╭─ Recorded information
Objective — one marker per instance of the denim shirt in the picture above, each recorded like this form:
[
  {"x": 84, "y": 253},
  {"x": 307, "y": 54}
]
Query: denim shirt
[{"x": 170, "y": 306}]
╰─
Transcribe every one of the rows above word for word, keeping each line and its punctuation unchanged.

- The answer
Objective — one marker per instance of the denim shirt in the picture above, each recorded like this form:
[
  {"x": 84, "y": 253},
  {"x": 307, "y": 54}
]
Query: denim shirt
[{"x": 170, "y": 306}]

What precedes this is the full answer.